[Information supplied Boundary: Start]

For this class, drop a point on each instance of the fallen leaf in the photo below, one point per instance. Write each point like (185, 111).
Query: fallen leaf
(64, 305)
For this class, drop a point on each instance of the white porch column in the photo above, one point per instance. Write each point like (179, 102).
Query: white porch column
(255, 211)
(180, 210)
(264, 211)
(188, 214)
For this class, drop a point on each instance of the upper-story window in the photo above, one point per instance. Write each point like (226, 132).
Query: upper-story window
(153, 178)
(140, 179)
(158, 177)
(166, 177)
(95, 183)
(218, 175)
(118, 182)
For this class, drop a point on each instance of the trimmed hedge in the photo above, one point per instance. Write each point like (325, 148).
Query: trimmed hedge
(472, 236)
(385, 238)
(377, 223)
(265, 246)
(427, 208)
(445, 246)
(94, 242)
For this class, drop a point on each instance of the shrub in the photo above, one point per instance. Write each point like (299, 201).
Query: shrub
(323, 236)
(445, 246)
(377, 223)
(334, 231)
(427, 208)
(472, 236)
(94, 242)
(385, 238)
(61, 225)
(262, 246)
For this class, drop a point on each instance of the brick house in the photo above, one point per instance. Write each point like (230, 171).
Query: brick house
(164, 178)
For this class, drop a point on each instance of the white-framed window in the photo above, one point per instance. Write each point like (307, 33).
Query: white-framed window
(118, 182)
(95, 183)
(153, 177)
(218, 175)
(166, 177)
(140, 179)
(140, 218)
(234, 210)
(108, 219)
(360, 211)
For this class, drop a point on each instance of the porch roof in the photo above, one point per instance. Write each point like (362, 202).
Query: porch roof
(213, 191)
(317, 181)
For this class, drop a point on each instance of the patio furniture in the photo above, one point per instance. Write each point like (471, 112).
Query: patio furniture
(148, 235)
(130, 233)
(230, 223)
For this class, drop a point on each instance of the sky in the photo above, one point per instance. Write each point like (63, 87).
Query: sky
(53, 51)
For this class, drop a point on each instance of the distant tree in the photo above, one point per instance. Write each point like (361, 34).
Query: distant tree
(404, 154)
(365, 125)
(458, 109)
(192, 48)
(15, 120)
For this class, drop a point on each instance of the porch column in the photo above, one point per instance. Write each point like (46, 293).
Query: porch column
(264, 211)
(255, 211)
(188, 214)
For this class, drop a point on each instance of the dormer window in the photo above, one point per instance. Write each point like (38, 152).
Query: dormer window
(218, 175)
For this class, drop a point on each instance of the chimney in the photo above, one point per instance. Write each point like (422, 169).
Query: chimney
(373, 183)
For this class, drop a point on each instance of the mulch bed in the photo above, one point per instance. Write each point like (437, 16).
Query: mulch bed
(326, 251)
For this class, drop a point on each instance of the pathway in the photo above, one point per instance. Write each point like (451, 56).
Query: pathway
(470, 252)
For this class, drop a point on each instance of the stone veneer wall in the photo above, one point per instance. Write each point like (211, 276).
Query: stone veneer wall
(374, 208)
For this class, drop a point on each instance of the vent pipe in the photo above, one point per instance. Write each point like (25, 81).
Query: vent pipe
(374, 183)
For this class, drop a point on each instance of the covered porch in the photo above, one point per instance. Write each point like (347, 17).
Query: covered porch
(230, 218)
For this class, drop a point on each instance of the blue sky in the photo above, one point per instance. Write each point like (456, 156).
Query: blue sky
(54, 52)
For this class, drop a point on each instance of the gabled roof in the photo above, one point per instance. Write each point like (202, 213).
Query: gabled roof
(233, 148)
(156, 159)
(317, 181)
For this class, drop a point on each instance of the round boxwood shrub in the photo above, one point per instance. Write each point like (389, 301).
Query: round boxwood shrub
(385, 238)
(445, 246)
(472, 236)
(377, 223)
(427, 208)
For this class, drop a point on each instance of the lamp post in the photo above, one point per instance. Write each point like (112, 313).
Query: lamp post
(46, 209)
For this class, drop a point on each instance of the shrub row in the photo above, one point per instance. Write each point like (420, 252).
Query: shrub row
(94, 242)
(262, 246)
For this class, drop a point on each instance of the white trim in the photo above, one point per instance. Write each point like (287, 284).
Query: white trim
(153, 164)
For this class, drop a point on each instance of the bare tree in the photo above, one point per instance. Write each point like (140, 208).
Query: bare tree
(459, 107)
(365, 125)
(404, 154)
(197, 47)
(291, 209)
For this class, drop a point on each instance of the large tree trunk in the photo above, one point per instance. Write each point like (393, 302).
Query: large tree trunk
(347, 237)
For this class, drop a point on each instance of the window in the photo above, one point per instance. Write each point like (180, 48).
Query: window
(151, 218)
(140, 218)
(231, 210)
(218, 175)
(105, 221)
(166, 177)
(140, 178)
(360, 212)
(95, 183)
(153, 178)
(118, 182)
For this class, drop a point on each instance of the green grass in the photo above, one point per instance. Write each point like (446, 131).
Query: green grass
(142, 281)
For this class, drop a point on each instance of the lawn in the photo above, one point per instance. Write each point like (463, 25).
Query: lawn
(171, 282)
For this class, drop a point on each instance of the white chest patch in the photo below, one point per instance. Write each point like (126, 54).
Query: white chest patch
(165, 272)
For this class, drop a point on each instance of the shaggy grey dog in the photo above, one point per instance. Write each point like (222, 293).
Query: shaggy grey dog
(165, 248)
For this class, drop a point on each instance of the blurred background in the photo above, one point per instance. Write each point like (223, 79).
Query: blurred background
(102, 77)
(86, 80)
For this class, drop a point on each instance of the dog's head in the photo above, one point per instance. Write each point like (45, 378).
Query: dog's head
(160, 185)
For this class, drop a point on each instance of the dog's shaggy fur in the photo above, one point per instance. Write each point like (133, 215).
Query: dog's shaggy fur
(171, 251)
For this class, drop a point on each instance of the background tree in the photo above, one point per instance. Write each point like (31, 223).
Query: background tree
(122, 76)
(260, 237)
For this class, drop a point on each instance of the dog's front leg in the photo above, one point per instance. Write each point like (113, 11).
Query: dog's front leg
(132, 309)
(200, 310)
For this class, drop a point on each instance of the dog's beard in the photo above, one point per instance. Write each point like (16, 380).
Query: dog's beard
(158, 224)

[Information supplied Boundary: End]

[Exercise brief] In how many lines of the material above does the word "below" occur? Give the number and no other text.

[Response to this exercise] 2